Give the lines beginning with the one that contains "Please drop a marker on the white address" and continuing through the end of the records as a JSON list of strings, one string per line, with blank lines omitted.

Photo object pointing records
• • • • • • •
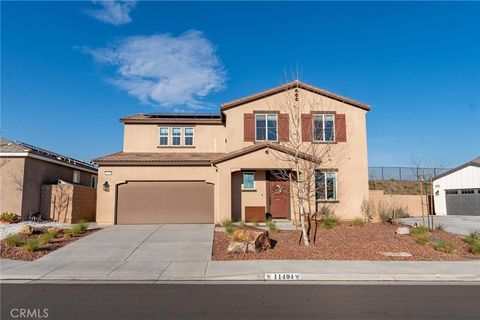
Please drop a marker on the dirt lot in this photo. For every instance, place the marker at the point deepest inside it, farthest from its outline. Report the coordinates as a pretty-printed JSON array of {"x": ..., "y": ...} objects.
[
  {"x": 345, "y": 242},
  {"x": 17, "y": 253}
]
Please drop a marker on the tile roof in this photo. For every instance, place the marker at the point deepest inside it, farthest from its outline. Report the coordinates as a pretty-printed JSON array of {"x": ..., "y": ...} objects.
[
  {"x": 10, "y": 147},
  {"x": 291, "y": 85},
  {"x": 210, "y": 118},
  {"x": 158, "y": 158},
  {"x": 184, "y": 158},
  {"x": 475, "y": 162}
]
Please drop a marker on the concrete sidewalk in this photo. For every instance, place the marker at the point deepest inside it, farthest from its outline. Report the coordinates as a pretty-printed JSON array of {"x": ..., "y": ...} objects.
[{"x": 242, "y": 270}]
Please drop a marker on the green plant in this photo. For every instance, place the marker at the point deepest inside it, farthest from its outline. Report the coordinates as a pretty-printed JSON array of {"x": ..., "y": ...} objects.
[
  {"x": 45, "y": 238},
  {"x": 272, "y": 227},
  {"x": 32, "y": 245},
  {"x": 15, "y": 240},
  {"x": 83, "y": 225},
  {"x": 445, "y": 246},
  {"x": 357, "y": 222},
  {"x": 475, "y": 246},
  {"x": 76, "y": 229},
  {"x": 421, "y": 239},
  {"x": 9, "y": 217},
  {"x": 473, "y": 237}
]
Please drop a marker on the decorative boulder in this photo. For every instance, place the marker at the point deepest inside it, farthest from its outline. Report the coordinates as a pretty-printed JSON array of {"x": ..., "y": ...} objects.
[
  {"x": 26, "y": 229},
  {"x": 249, "y": 239},
  {"x": 402, "y": 230}
]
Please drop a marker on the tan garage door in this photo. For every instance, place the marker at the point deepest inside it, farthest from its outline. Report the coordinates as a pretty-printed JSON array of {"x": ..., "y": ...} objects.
[{"x": 165, "y": 202}]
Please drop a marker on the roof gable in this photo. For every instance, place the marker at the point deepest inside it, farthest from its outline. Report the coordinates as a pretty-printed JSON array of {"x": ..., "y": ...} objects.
[{"x": 291, "y": 85}]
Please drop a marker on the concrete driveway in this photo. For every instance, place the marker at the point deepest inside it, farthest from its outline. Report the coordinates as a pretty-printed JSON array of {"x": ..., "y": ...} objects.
[
  {"x": 461, "y": 225},
  {"x": 127, "y": 252}
]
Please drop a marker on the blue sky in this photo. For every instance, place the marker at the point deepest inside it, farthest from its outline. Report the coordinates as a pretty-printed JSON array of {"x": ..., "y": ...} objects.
[{"x": 69, "y": 70}]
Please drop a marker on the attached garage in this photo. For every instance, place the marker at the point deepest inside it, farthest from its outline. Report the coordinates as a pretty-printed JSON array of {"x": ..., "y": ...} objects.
[
  {"x": 152, "y": 202},
  {"x": 463, "y": 202},
  {"x": 457, "y": 191}
]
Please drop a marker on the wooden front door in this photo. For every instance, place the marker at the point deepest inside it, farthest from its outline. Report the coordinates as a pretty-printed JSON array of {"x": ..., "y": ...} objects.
[{"x": 279, "y": 193}]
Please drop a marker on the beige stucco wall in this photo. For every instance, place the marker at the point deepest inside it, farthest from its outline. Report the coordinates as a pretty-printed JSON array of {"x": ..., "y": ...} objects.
[
  {"x": 349, "y": 158},
  {"x": 11, "y": 184},
  {"x": 412, "y": 202},
  {"x": 106, "y": 200},
  {"x": 145, "y": 138}
]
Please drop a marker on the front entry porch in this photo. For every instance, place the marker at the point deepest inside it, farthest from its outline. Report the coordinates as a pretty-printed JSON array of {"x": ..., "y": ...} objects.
[{"x": 259, "y": 194}]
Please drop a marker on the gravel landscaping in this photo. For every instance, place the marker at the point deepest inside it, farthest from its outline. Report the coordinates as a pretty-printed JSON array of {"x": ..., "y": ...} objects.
[
  {"x": 18, "y": 253},
  {"x": 7, "y": 229},
  {"x": 345, "y": 242}
]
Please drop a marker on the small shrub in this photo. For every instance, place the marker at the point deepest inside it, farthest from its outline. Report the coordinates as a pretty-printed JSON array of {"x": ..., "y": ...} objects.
[
  {"x": 475, "y": 246},
  {"x": 421, "y": 239},
  {"x": 272, "y": 227},
  {"x": 368, "y": 209},
  {"x": 473, "y": 237},
  {"x": 15, "y": 240},
  {"x": 445, "y": 246},
  {"x": 83, "y": 225},
  {"x": 45, "y": 238},
  {"x": 227, "y": 223},
  {"x": 329, "y": 221},
  {"x": 76, "y": 229},
  {"x": 229, "y": 228},
  {"x": 9, "y": 217},
  {"x": 357, "y": 222},
  {"x": 420, "y": 231},
  {"x": 32, "y": 245}
]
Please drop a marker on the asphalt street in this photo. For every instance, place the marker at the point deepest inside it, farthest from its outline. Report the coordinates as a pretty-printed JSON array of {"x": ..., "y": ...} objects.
[{"x": 238, "y": 301}]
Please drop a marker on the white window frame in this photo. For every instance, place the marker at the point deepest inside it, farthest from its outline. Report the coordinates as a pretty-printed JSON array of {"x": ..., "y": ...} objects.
[
  {"x": 181, "y": 136},
  {"x": 76, "y": 176},
  {"x": 325, "y": 184},
  {"x": 323, "y": 127},
  {"x": 248, "y": 172},
  {"x": 93, "y": 181},
  {"x": 185, "y": 137},
  {"x": 160, "y": 136},
  {"x": 266, "y": 126}
]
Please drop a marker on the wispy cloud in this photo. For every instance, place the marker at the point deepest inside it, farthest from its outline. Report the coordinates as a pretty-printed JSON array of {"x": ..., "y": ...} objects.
[
  {"x": 116, "y": 12},
  {"x": 163, "y": 69}
]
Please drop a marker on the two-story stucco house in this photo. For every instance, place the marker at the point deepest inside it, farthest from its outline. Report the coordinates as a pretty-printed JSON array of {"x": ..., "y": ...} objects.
[{"x": 206, "y": 168}]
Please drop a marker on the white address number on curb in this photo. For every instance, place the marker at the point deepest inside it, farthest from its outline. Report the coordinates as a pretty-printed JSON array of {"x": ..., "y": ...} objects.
[{"x": 283, "y": 276}]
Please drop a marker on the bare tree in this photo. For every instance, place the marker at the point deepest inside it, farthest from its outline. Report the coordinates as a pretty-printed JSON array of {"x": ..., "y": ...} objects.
[{"x": 304, "y": 158}]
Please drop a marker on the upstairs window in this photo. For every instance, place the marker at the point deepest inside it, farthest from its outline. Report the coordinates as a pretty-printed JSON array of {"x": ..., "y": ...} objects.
• • • • • • •
→ **FINISHED ANSWER**
[
  "Please drop a marker on the white address number on curb in this photo. For every instance, place the marker at the point deepest inside it, farthest from its outline. Report the coordinates as a pretty-printed JSON array of {\"x\": ..., \"y\": ...} objects.",
  "[{\"x\": 283, \"y\": 276}]",
  "Please drop a marker on the bare tree in this photo. For every instance, place the marker at the point deepest inside it, farthest from its outline. Report the coordinates as a pretty-printed JSON array of {\"x\": ..., \"y\": ...} objects.",
  "[{\"x\": 304, \"y\": 158}]",
  "Please drop a marker on the upstairs window in this photo. For every instance, place the marker at the point deepest inside it, farthest from its outline. Report the coordinates as a pretty-printed JSON array of {\"x\": ..., \"y\": ...} objects."
]